[Records from a dataset]

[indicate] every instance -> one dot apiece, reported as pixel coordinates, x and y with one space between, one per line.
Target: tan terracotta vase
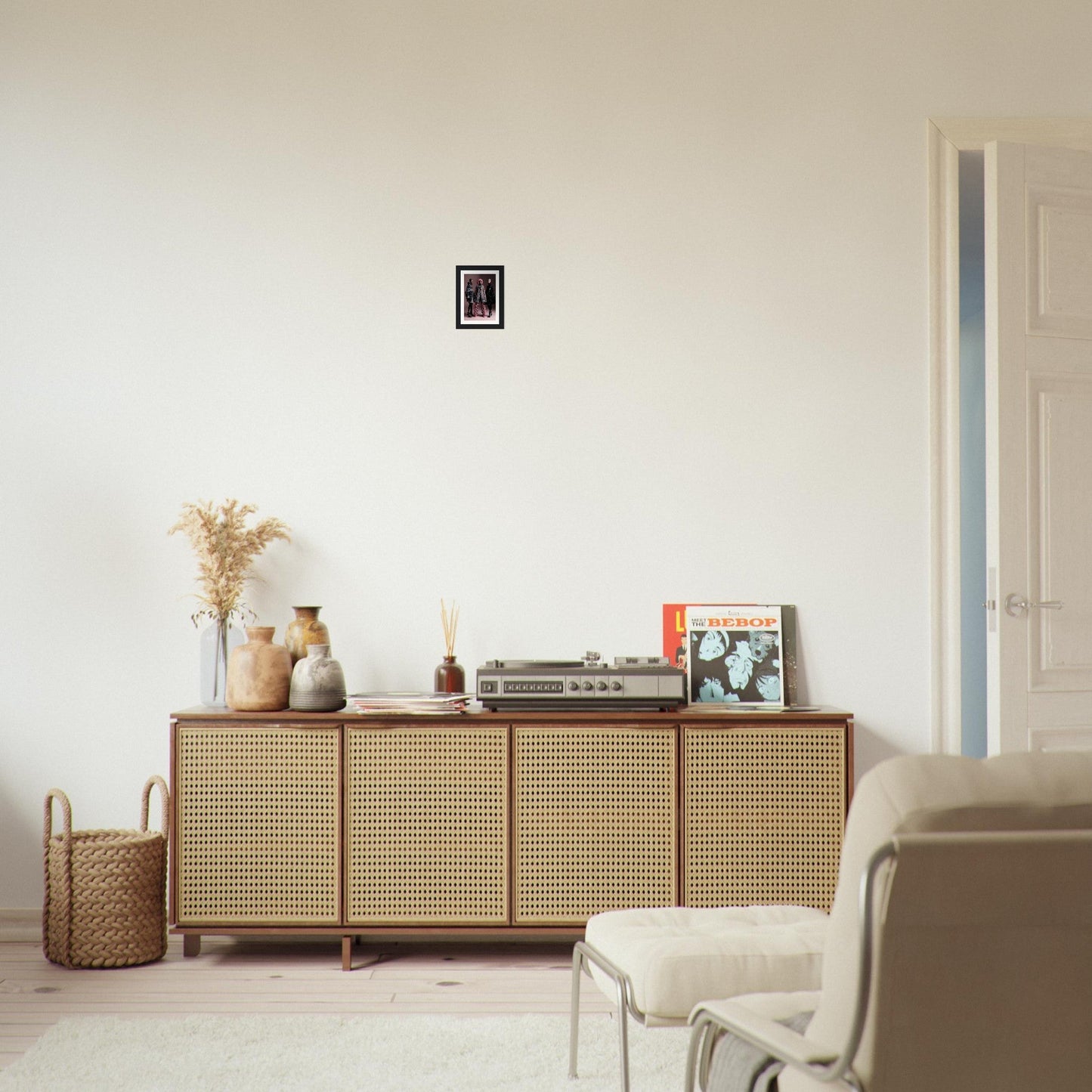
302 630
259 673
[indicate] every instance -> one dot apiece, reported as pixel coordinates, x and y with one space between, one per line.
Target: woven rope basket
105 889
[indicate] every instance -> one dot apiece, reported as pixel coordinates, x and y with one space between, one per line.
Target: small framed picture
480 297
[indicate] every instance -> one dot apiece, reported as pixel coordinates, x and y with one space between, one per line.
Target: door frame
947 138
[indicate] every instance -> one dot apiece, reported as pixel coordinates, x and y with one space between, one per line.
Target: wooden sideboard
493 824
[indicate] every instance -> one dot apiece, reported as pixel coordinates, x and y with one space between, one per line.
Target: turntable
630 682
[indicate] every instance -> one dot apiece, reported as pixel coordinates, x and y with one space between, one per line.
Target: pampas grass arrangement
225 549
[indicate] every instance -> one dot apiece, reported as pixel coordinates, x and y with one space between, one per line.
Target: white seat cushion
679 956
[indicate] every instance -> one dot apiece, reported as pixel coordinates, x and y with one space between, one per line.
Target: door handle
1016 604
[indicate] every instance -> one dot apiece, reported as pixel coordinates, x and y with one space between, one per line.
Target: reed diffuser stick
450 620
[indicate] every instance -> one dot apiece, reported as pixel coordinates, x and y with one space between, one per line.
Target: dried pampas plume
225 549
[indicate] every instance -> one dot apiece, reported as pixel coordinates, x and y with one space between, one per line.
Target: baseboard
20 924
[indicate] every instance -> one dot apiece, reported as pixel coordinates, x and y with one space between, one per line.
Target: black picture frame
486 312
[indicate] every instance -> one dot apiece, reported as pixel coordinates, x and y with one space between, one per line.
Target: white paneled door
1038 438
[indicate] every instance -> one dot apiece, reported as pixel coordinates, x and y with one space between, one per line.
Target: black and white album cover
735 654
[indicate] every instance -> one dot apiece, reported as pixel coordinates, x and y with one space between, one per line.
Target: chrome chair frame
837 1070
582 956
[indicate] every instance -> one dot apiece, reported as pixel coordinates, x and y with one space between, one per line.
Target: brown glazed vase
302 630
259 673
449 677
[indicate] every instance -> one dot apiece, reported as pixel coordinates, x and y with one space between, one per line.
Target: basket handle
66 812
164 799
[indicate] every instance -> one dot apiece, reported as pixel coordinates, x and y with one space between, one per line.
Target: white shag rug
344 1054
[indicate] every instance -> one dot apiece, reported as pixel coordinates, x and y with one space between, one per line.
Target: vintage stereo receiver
---
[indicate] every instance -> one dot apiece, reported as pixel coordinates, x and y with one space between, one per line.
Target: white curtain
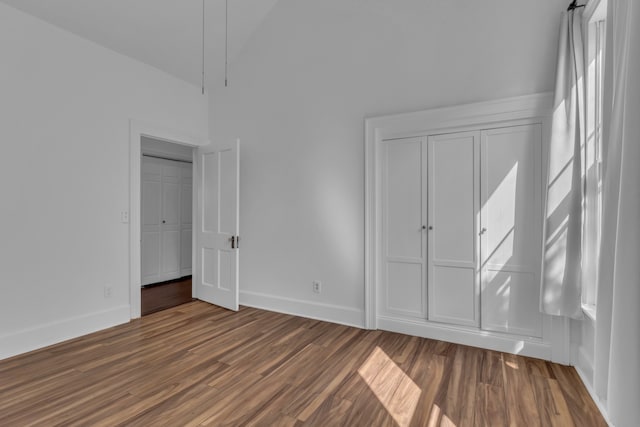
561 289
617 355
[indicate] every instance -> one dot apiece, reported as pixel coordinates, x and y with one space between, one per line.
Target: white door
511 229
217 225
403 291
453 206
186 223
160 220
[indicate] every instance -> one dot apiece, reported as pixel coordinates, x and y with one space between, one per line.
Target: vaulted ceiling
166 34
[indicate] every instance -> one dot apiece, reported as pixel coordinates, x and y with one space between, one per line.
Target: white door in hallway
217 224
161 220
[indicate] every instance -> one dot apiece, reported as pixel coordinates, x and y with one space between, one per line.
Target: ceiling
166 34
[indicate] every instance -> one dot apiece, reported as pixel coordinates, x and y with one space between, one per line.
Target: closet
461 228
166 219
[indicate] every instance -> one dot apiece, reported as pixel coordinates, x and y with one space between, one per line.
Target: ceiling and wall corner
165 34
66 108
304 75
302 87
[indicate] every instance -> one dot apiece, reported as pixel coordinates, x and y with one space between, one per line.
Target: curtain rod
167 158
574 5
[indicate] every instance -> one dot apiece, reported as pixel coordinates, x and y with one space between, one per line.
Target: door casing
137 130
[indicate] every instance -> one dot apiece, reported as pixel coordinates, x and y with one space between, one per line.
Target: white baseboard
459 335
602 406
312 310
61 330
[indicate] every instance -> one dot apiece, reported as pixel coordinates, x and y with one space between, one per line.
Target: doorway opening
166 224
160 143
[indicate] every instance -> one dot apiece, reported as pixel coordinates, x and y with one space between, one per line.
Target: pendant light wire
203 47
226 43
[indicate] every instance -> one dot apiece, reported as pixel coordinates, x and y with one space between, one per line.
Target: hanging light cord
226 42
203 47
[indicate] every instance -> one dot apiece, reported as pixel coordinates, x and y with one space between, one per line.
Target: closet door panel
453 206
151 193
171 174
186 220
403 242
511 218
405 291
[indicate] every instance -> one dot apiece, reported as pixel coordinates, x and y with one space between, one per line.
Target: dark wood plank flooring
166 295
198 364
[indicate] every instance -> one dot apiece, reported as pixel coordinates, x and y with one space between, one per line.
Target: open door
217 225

__WRITTEN TASK__. Return each line of the records that contains the word "pampas". Letter case matters.

__TASK OUTPUT__.
Target: pampas grass arrangement
Target: dried pampas plume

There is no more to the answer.